▶ **Task instructions**
What you return should be the complete data below, word for word, with no pictures in it.

▶ **Information given**
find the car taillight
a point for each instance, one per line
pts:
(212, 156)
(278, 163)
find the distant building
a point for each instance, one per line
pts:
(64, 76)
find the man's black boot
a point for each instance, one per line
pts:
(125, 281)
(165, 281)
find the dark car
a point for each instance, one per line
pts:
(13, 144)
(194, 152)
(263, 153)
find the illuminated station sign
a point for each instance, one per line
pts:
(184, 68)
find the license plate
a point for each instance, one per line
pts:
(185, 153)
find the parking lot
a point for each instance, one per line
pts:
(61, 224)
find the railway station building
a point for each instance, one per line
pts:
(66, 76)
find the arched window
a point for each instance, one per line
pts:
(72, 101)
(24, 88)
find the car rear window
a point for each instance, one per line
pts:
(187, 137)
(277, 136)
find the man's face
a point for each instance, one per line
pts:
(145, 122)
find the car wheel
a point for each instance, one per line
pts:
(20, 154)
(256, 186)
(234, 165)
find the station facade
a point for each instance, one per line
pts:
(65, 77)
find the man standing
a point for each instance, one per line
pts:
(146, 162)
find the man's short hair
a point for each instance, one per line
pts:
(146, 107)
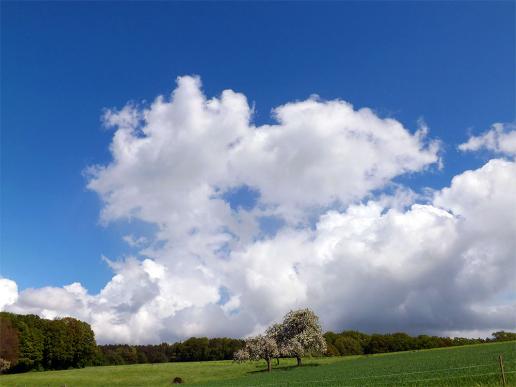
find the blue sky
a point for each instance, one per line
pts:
(62, 64)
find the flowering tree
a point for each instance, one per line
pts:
(300, 333)
(259, 347)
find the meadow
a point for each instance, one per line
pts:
(473, 365)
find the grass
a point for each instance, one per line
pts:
(475, 365)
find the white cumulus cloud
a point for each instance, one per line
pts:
(501, 138)
(374, 262)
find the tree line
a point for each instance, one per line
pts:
(357, 343)
(193, 349)
(28, 342)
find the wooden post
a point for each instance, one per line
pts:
(504, 381)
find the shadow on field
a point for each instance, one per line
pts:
(285, 368)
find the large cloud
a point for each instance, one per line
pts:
(364, 261)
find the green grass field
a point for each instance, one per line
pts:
(475, 365)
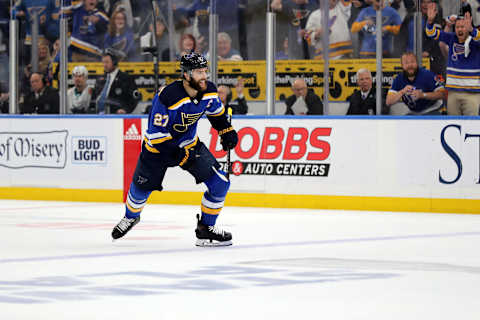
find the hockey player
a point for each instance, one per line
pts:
(171, 140)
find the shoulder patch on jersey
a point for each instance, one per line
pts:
(211, 87)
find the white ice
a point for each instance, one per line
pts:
(58, 261)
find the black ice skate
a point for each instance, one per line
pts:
(124, 226)
(211, 236)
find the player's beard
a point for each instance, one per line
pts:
(411, 74)
(196, 84)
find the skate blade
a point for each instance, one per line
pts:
(212, 243)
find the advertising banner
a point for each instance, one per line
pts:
(404, 158)
(342, 74)
(84, 153)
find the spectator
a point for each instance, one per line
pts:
(4, 95)
(416, 89)
(4, 40)
(117, 91)
(357, 38)
(27, 9)
(366, 23)
(473, 7)
(338, 31)
(225, 50)
(52, 29)
(283, 54)
(162, 40)
(44, 57)
(292, 21)
(303, 100)
(120, 36)
(230, 20)
(43, 99)
(463, 67)
(88, 31)
(187, 44)
(430, 47)
(225, 94)
(162, 31)
(363, 101)
(79, 96)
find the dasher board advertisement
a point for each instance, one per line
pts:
(55, 152)
(320, 156)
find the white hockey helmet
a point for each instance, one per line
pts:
(80, 70)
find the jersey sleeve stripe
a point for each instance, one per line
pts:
(210, 95)
(179, 104)
(189, 143)
(218, 112)
(156, 135)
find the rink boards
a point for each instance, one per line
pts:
(359, 163)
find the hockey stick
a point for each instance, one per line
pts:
(229, 118)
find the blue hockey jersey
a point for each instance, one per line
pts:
(174, 116)
(425, 80)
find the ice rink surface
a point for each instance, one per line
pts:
(58, 262)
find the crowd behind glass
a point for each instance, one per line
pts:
(112, 31)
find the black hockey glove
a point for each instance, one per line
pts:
(229, 138)
(188, 157)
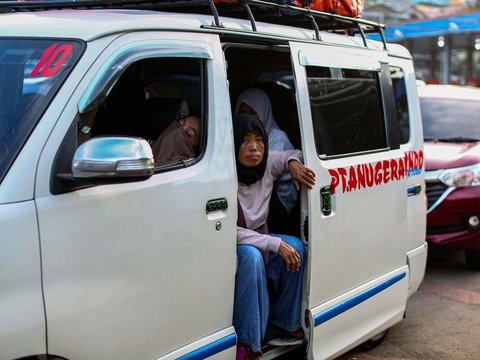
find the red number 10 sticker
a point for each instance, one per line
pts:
(52, 59)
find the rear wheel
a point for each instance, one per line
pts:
(472, 258)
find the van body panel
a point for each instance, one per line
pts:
(22, 317)
(346, 232)
(334, 318)
(220, 345)
(350, 231)
(415, 244)
(129, 262)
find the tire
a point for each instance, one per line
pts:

▶ **Exercise result**
find the car taillight
a point for each instance, one per line
pts:
(212, 156)
(278, 163)
find the distant building
a point for each instance, one per line
pts:
(64, 76)
find the man's black boot
a point for each instance, one per line
pts:
(125, 281)
(165, 281)
find the dark car
a point for each instance, one per line
pts:
(13, 144)
(194, 152)
(263, 153)
find the illuminated station sign
a point for each instance, one per line
pts:
(184, 68)
find the license plate
a point for each instance, one per line
pts:
(185, 153)
find the parking lot
a point for each instance, one per line
pts:
(61, 224)
find the railway station building
a point for each instance, one per line
pts:
(66, 76)
find the arched window
a point for each instance, one per line
pts:
(72, 101)
(24, 88)
find the car rear window
a point for each instance, one per line
pts:
(187, 137)
(277, 136)
find the man's face
a point for each instance, one per line
pts:
(145, 122)
find the car wheel
a point for each instance, one per line
pts:
(20, 154)
(256, 186)
(234, 165)
find the station facade
a point for each instance, one per line
pts:
(65, 77)
find the man standing
a point for each instance, one per line
pts:
(146, 162)
find the man's short hair
a point for each instance, one per line
pts:
(146, 107)
find the blue sky
a point for each instance, one per line
pts:
(62, 64)
find the flowering tree
a point for each instance, one per line
pts:
(300, 333)
(259, 347)
find the meadow
a point for each instance, one per line
pts:
(473, 365)
find the grass
a point for each instance, one per line
pts:
(475, 365)
find the white cumulus cloud
a point for each instance, one per line
pts:
(501, 138)
(374, 262)
find the tree line
a point for each instance, one per line
pts:
(357, 343)
(193, 349)
(28, 342)
find the wooden post
a point for each instance, one per line
pts:
(504, 381)
find the shadow on field
a point for each instance, one per line
pts:
(285, 368)
find the large cloud
a point for each instance, one per line
pts:
(364, 261)
find the green grass field
a point for each instance, one per line
pts:
(475, 365)
find the hockey player
a point for each instance, one per line
pts:
(171, 140)
find the shoulder patch on jersey
a point for each instance, one per line
pts:
(211, 87)
find the white ice
a point for each instance, one per line
pts:
(58, 261)
find the black ice skate
a point for each instance, one per line
pts:
(124, 226)
(211, 236)
find the player's beard
a point for each instance, one per line
pts:
(411, 74)
(196, 84)
find the skate blade
a point for each instance, one per line
pts:
(212, 243)
find the advertising banner
a point for each instance, one per line
pts:
(404, 158)
(342, 74)
(84, 153)
find the spectator
a point for each instance, one per line
pts:
(4, 95)
(416, 89)
(4, 40)
(117, 91)
(357, 38)
(27, 9)
(366, 23)
(473, 7)
(338, 31)
(225, 50)
(52, 29)
(283, 54)
(162, 40)
(44, 57)
(292, 21)
(303, 100)
(120, 36)
(230, 20)
(43, 99)
(463, 67)
(88, 31)
(187, 44)
(430, 47)
(225, 94)
(162, 31)
(363, 101)
(79, 96)
find the dasher board advertisement
a point for each instance, one per line
pts:
(55, 152)
(320, 156)
find the white hockey helmet
a point for each instance, one per line
pts:
(80, 70)
find the jersey sleeve stripe
a point for each instance, one per line
pts:
(210, 95)
(179, 104)
(189, 143)
(218, 112)
(156, 135)
find the rink boards
a point for each instance, one per line
pts:
(359, 163)
find the hockey stick
a point for each instance, one per line
pts:
(229, 118)
find the blue hockey jersey
a point for each instance, one per line
pts:
(174, 116)
(425, 80)
find the ice rink surface
a point for each instance, one per line
pts:
(58, 262)
find the crowd behind glass
a point for each instance, one per line
pts:
(112, 31)
find the black hockey glove
a point for each instance, one per line
pts:
(229, 138)
(188, 157)
find the red number 10 sticker
a point for each instance, one per line
pts:
(52, 59)
find the rear wheel
a point for each instance, one per line
pts:
(472, 258)
find the van body panel
a point for each instance, one per line
pts:
(22, 317)
(346, 232)
(334, 318)
(220, 345)
(350, 231)
(415, 244)
(129, 262)
find the tire
a point for each instance, one per line
pts:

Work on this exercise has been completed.